What you have to do: Include the line with "plate</item>? Each instance should receive its own outline." and every line before it in the entries below, echoed exactly, but not the pictures.

——————

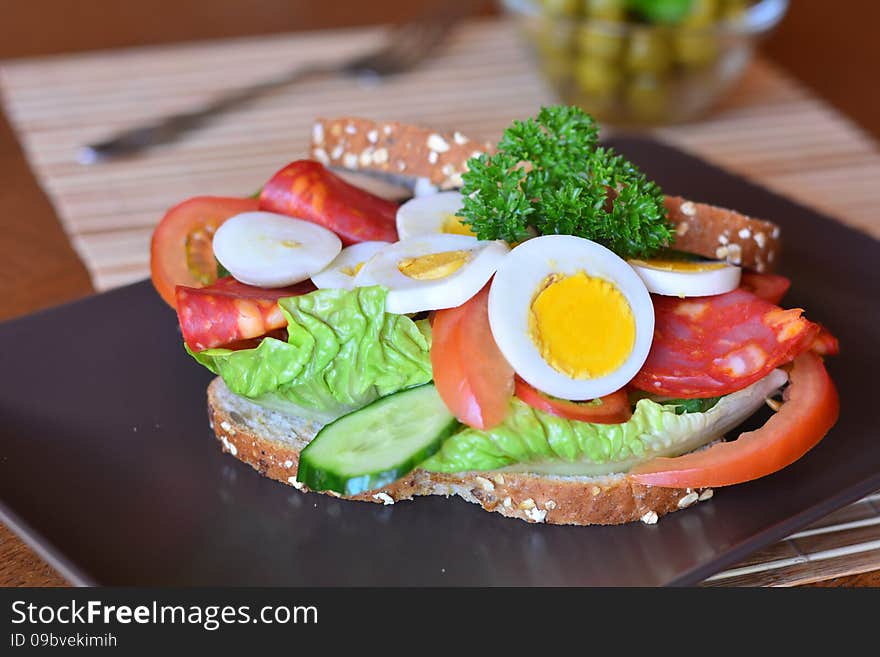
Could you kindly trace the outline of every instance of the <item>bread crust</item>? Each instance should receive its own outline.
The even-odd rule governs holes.
[[[452,189],[461,187],[469,158],[494,150],[494,144],[460,132],[342,117],[316,121],[311,154],[332,167],[427,178],[440,189]],[[675,226],[674,248],[758,272],[773,270],[780,251],[776,224],[680,196],[667,196],[665,203]]]
[[[468,159],[492,149],[460,132],[397,121],[319,118],[312,129],[311,155],[327,166],[425,178],[439,189],[461,187]]]
[[[318,426],[290,424],[295,418],[234,395],[219,377],[208,386],[208,415],[225,452],[265,477],[310,492],[295,474],[300,451]],[[289,435],[294,432],[298,435]],[[346,499],[393,504],[419,495],[458,495],[486,511],[526,522],[616,525],[635,520],[656,522],[658,517],[711,493],[644,486],[624,475],[550,477],[497,471],[443,474],[414,470],[390,485]]]
[[[758,272],[771,271],[779,259],[780,230],[772,222],[680,196],[667,196],[665,204],[679,251]]]

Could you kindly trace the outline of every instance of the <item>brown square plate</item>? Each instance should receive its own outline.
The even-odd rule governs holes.
[[[842,345],[840,422],[793,466],[654,526],[305,495],[220,452],[211,375],[143,282],[0,325],[0,517],[75,583],[681,585],[880,488],[880,243],[668,146],[612,143],[667,193],[782,225],[786,304]]]

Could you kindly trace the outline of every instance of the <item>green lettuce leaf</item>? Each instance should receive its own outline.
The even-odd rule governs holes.
[[[386,295],[373,286],[281,299],[287,342],[190,354],[236,394],[328,421],[431,380],[430,328],[386,313]]]
[[[726,395],[704,412],[640,399],[622,424],[566,420],[514,398],[504,422],[488,431],[464,428],[419,467],[433,472],[507,470],[553,475],[626,472],[655,456],[677,456],[722,437],[787,380],[775,370]]]
[[[705,413],[712,408],[721,397],[703,397],[700,399],[665,399],[658,403],[663,406],[675,406],[678,415],[683,413]]]

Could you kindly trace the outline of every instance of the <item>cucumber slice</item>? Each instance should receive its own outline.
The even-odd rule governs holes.
[[[325,426],[299,457],[312,490],[357,495],[396,481],[458,429],[433,383],[377,399]]]

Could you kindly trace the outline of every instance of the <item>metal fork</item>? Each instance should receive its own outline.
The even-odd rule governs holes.
[[[209,119],[308,78],[349,75],[380,80],[410,70],[431,54],[453,26],[464,18],[467,12],[463,9],[469,4],[460,0],[444,2],[443,10],[439,13],[424,14],[393,27],[384,43],[371,52],[341,62],[304,64],[274,78],[232,90],[198,109],[172,114],[83,146],[77,153],[77,160],[82,164],[95,164],[167,144],[202,126]]]

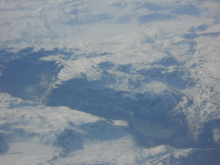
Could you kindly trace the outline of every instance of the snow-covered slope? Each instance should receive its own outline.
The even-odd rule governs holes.
[[[1,1],[1,160],[218,164],[219,7]]]
[[[4,93],[0,97],[0,164],[204,164],[219,160],[217,149],[140,148],[125,121],[68,107],[46,107]],[[211,157],[200,160],[202,154]]]

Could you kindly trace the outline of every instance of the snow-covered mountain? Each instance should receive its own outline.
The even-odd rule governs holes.
[[[1,164],[212,164],[219,149],[142,148],[127,122],[0,94]],[[205,157],[204,157],[205,155]]]
[[[218,0],[0,4],[3,164],[219,164]]]

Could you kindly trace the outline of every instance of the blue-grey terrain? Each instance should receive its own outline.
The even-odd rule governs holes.
[[[0,4],[2,164],[220,164],[220,1]]]

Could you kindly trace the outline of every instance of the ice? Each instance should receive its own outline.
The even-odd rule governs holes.
[[[143,135],[155,138],[169,138],[172,133],[169,129],[159,127],[159,124],[152,122],[131,121],[131,125]]]
[[[7,154],[23,154],[27,156],[49,156],[52,154],[51,146],[39,145],[31,142],[17,142],[9,145]]]
[[[181,92],[185,93],[186,95],[192,96],[194,99],[196,99],[198,96],[195,88],[182,89]]]

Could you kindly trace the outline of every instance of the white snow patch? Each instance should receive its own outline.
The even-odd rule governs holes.
[[[214,142],[219,143],[219,139],[220,139],[220,130],[219,129],[213,129],[213,139]]]

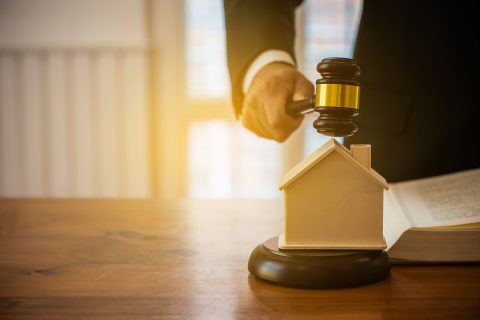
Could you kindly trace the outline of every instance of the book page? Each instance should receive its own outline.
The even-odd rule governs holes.
[[[383,236],[389,250],[411,225],[391,190],[383,193]]]
[[[480,169],[391,185],[412,227],[480,222]]]

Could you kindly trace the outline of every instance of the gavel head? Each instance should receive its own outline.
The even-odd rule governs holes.
[[[347,137],[358,131],[354,117],[359,114],[360,67],[353,59],[326,58],[317,65],[322,76],[316,81],[313,127],[321,134]]]

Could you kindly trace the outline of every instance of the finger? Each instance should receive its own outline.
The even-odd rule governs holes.
[[[266,139],[273,139],[273,136],[259,121],[257,115],[252,112],[251,108],[244,108],[244,111],[240,115],[240,122],[245,128],[255,133],[257,136]]]
[[[266,88],[257,86],[247,93],[244,100],[244,112],[242,112],[244,113],[242,124],[261,137],[274,139],[265,114],[264,101],[265,97],[269,96],[266,91]]]
[[[313,84],[302,74],[297,74],[293,89],[292,100],[298,101],[311,97],[315,93]]]
[[[286,89],[279,89],[265,101],[265,114],[268,128],[274,139],[283,142],[302,123],[303,116],[291,117],[287,114],[285,106],[289,100]]]

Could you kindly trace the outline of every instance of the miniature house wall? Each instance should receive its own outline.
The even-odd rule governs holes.
[[[287,172],[280,249],[384,249],[385,179],[370,168],[370,145],[352,152],[330,139]]]

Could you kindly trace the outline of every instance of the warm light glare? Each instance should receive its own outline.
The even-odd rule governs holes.
[[[189,194],[213,198],[278,197],[281,147],[238,123],[193,123],[189,131]]]
[[[274,198],[323,142],[312,117],[293,147],[234,119],[222,0],[48,3],[0,10],[0,196]],[[302,4],[312,81],[351,55],[360,5]]]

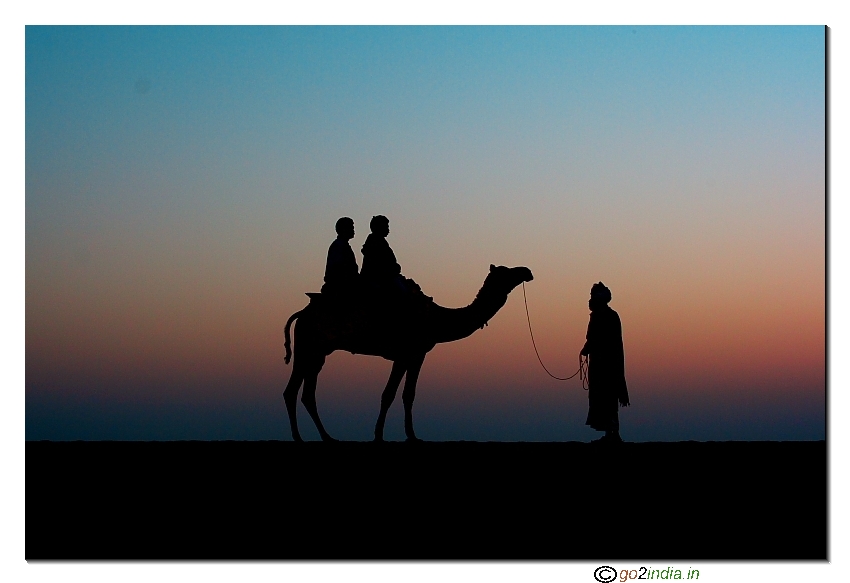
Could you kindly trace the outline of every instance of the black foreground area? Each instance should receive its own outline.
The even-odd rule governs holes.
[[[27,442],[27,560],[819,559],[820,442]]]

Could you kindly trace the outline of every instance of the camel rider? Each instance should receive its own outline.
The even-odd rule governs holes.
[[[354,221],[342,217],[336,222],[336,239],[328,248],[325,266],[325,285],[322,293],[331,296],[350,296],[358,281],[357,259],[349,241],[354,238]]]
[[[366,288],[378,297],[401,300],[403,303],[428,304],[433,298],[422,293],[419,284],[401,274],[401,265],[387,243],[390,221],[383,215],[372,217],[371,234],[363,244],[363,269],[360,276]]]
[[[396,261],[395,253],[387,243],[390,234],[390,221],[383,215],[372,217],[369,222],[372,231],[363,243],[363,281],[373,291],[390,294],[404,294],[408,286],[401,275],[401,265]],[[412,280],[408,280],[412,281]],[[419,287],[419,286],[417,286]]]

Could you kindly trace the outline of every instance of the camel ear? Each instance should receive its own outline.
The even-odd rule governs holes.
[[[493,273],[494,269],[496,269],[496,266],[491,263],[490,264],[490,273]]]

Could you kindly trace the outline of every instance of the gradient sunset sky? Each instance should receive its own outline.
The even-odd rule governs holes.
[[[289,439],[284,324],[336,219],[362,262],[384,214],[442,305],[529,267],[559,376],[608,285],[625,439],[824,439],[824,34],[28,26],[26,438]],[[332,435],[371,438],[389,371],[329,357]],[[426,440],[598,437],[521,288],[414,411]]]

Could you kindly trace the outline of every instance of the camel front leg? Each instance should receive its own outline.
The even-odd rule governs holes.
[[[416,397],[416,381],[419,380],[419,371],[425,355],[414,358],[407,367],[407,378],[404,379],[404,391],[401,393],[401,401],[404,403],[404,434],[407,441],[420,441],[413,431],[413,399]]]
[[[401,383],[404,371],[405,364],[402,361],[393,361],[393,370],[390,372],[387,386],[381,394],[381,412],[378,414],[378,422],[375,423],[375,441],[384,441],[384,423],[387,420],[387,411],[390,410],[390,405],[395,400],[395,394],[398,392],[398,385]]]

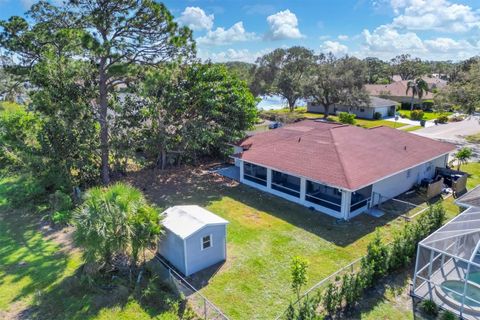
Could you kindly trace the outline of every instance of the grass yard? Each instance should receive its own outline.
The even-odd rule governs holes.
[[[408,127],[400,128],[400,130],[410,132],[410,131],[417,131],[423,128],[424,127],[422,126],[408,126]]]
[[[312,113],[312,112],[307,112],[307,108],[305,107],[297,107],[295,111],[290,112],[288,109],[279,109],[279,110],[268,110],[264,111],[265,113],[268,114],[276,114],[279,116],[281,119],[282,116],[288,118],[288,119],[320,119],[323,118],[323,114],[321,113]],[[339,122],[338,116],[330,115],[328,117],[330,120]],[[387,121],[387,120],[368,120],[368,119],[355,119],[355,124],[363,127],[363,128],[373,128],[373,127],[378,127],[378,126],[386,126],[386,127],[391,127],[391,128],[401,128],[403,126],[406,126],[407,124],[405,123],[399,123],[393,121]]]
[[[106,293],[82,284],[80,251],[58,241],[68,234],[43,231],[39,208],[12,200],[26,186],[18,178],[0,180],[0,319],[178,319],[176,301],[161,292],[152,308],[120,285]]]
[[[466,136],[465,140],[467,140],[470,143],[480,143],[480,132],[477,134]]]
[[[410,110],[398,110],[398,112],[399,112],[402,116],[410,119],[410,113],[411,113]],[[451,115],[451,114],[452,114],[452,112],[432,112],[432,111],[424,111],[424,113],[423,113],[423,119],[425,119],[425,120],[435,120],[435,119],[437,119],[440,115],[449,116],[449,115]]]
[[[230,222],[227,262],[192,280],[232,319],[270,319],[284,310],[293,299],[292,257],[310,262],[309,287],[362,256],[375,228],[388,241],[405,223],[396,214],[338,222],[201,170],[140,172],[130,181],[162,207],[199,204]],[[453,199],[445,203],[455,216]]]

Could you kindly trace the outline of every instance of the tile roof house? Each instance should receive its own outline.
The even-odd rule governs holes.
[[[349,219],[432,178],[455,146],[388,127],[305,120],[235,149],[241,182]]]
[[[338,112],[349,112],[357,116],[357,118],[374,119],[375,113],[380,113],[381,118],[388,117],[395,113],[396,101],[383,99],[380,97],[370,96],[368,104],[354,107],[348,105],[334,105],[329,112],[336,114]],[[324,113],[325,109],[322,105],[314,105],[307,103],[308,112]]]
[[[423,95],[422,100],[429,100],[434,98],[434,89],[443,89],[447,86],[447,82],[438,78],[423,77],[423,80],[427,82],[430,88],[429,92]],[[398,102],[410,102],[412,99],[411,94],[407,95],[408,80],[394,81],[389,84],[366,84],[365,89],[372,96],[385,97]],[[415,102],[419,102],[417,98]]]

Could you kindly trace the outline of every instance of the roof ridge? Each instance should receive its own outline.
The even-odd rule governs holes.
[[[336,126],[336,127],[331,128],[331,129],[335,129],[335,128],[339,128],[339,127],[349,127],[349,125]],[[340,153],[338,151],[337,143],[335,141],[335,138],[333,137],[333,133],[332,133],[331,129],[328,130],[328,132],[330,133],[330,136],[332,137],[333,149],[335,150],[335,154],[337,155],[338,162],[340,163],[340,167],[342,168],[343,177],[345,179],[345,182],[347,183],[348,188],[350,188],[350,181],[349,181],[348,176],[346,174],[345,165],[344,165],[344,163],[342,161],[342,157],[340,156]]]

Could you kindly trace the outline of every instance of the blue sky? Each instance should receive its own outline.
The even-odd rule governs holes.
[[[60,0],[52,0],[60,2]],[[34,0],[0,0],[0,19]],[[390,59],[410,53],[460,60],[480,54],[478,0],[168,0],[194,30],[201,58],[254,61],[278,47]]]

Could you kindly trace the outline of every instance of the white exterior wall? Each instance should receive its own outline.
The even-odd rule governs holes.
[[[212,246],[202,250],[202,238],[208,235],[211,236]],[[226,225],[206,226],[189,236],[185,239],[185,254],[186,276],[225,261]]]
[[[385,118],[388,116],[388,109],[388,107],[375,108],[373,113],[380,112],[382,114],[382,118]]]
[[[239,146],[233,146],[233,154],[238,154],[243,152],[243,148]],[[240,167],[241,160],[238,158],[235,158],[235,167]],[[243,174],[242,174],[243,175]]]
[[[385,178],[373,184],[372,191],[382,195],[382,202],[394,198],[399,194],[411,189],[415,184],[420,183],[424,178],[433,178],[436,167],[445,167],[448,155],[442,155],[431,161],[419,164],[409,170],[402,171],[393,176]],[[428,168],[430,167],[430,170]],[[407,176],[407,171],[410,174]],[[372,197],[372,205],[378,204],[378,197]]]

——————

Answer for this exercise:
Could you kindly trace the outline of every instance of the <item>bread crust</item>? Each instance should receive its own outline.
The even-odd rule governs holes.
[[[452,189],[461,187],[469,158],[494,150],[494,144],[460,132],[342,117],[316,121],[311,154],[332,167],[427,178],[440,189]],[[675,226],[674,248],[758,272],[773,270],[780,251],[776,224],[680,196],[667,196],[665,203]]]
[[[468,159],[492,149],[460,132],[397,121],[319,118],[312,129],[311,155],[327,166],[425,178],[439,189],[461,187]]]
[[[318,426],[290,424],[295,418],[234,395],[219,377],[208,386],[208,415],[225,452],[265,477],[310,492],[295,474],[300,451]],[[289,435],[294,432],[298,435]],[[346,499],[393,504],[419,495],[458,495],[486,511],[526,522],[616,525],[635,520],[656,522],[658,517],[711,493],[644,486],[624,475],[550,477],[497,471],[443,474],[414,470],[390,485]]]
[[[758,272],[771,271],[779,259],[780,230],[772,222],[680,196],[667,196],[665,204],[679,251]]]

Could you kindly trace the outline of every instance of the <item>brown square plate</item>? Each instance should receive its own outline.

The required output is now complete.